O QUE FAZER: Indique todas as siglas de partidos políticos que aparecem no texto sobre o congresso do PS.

TEXTO FORNECIDO:
▬▬▬
Só Assis quebrou o unanimismo socialista
A história do partido, de Alegre a Ferro, foi à FIL saudar a solução de Governo de esquerda. A festa de Costa que até contou com um convidado especial: António Guterres.
Chegou e disse: “Sei bem que esta minha posição me condena no presente a um elevado grau de isolamento no seio do partido.” Mesmo assim, mesmo sendo o único crítico assumido da solução de Governo assente em entendimentos com o BE, o PCP e o PEV que subiu ontem ao palco do XXI Congresso do PS, o eurodeputado Francisco Assis não deixou uma palavra por dizer, de todas as que o levaram à Feira Internacional de Lisboa.
Sendo vítima de alguns assobios no início da sua intervenção, Assis acabou aplaudido pelo próprio António Costa, num gesto que funcionou como uma espécie de legenda à forma como o ex-líder da bancada do PS terminou a sua intervenção: “Vinha com a esperança legítima de ser ouvido e fui-o, com atenção e com respeito, como é próprio do PS, onde nunca uma divergência se transformou em dissidência e onde a liberdade nunca se deixou subjugar por qualquer forma de dogmatismo.”
Perante o partido, Assis repetiu o que pensa: a “aliança” com o BE e o PCP é “contranatura” e o Governo está “em situação de liberdade muito condicionada, permanentemente vigiado por quem pensa e age de forma radicalmente diferente”. Como era expectável, num congresso de consagração de um líder que é primeiro-ministro, mais nenhuma figura de primeira linha se assumiu contra o discurso oficial. E se houve quem, como o ex-deputado Ricardo Gonçalves, lançasse um alerta sobre a realidade económica – “ou pomos o país a crescer ou não temos futuro.” –, a verdade é que o ambiente era de sagração do líder há seis meses ungido primeiro-ministro, António Costa.
▬▬▬
DADOS REGISTADOS:
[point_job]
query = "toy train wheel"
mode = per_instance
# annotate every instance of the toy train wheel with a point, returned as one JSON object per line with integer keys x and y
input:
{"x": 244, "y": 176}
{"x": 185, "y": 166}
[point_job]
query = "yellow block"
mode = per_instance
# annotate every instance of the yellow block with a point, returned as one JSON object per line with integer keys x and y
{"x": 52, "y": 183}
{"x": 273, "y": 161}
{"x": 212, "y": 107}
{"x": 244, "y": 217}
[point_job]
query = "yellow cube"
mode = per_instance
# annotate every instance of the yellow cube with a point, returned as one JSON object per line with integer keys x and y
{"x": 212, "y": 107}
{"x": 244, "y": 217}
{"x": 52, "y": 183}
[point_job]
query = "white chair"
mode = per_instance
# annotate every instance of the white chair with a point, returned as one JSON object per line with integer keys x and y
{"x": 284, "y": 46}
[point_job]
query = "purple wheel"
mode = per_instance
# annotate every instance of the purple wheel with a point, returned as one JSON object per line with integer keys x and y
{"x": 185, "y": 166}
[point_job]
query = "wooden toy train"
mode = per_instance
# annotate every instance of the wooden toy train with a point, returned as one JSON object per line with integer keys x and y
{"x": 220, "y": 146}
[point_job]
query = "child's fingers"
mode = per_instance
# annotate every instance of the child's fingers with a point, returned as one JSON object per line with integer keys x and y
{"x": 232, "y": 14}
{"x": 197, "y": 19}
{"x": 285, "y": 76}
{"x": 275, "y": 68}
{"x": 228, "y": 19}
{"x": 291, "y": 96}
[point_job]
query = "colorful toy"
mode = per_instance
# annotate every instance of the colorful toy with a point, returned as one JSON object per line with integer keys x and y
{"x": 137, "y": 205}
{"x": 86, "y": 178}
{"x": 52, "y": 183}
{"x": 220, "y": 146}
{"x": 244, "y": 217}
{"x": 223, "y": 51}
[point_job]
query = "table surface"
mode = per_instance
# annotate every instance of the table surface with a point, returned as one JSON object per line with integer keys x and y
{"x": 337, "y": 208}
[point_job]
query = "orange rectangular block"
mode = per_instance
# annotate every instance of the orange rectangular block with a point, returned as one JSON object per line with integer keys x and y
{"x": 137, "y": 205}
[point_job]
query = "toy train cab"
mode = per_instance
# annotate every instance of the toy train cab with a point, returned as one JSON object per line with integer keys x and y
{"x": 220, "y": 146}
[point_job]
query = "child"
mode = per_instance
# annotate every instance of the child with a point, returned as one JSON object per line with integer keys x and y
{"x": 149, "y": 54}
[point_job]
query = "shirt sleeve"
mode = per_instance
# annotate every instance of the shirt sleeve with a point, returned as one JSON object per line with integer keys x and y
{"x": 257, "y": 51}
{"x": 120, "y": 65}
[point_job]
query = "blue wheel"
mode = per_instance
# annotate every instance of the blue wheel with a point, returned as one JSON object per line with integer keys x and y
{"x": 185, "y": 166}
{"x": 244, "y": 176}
▬▬▬
RESPOSTA COMPLETA: PS, BE, PCP, PEV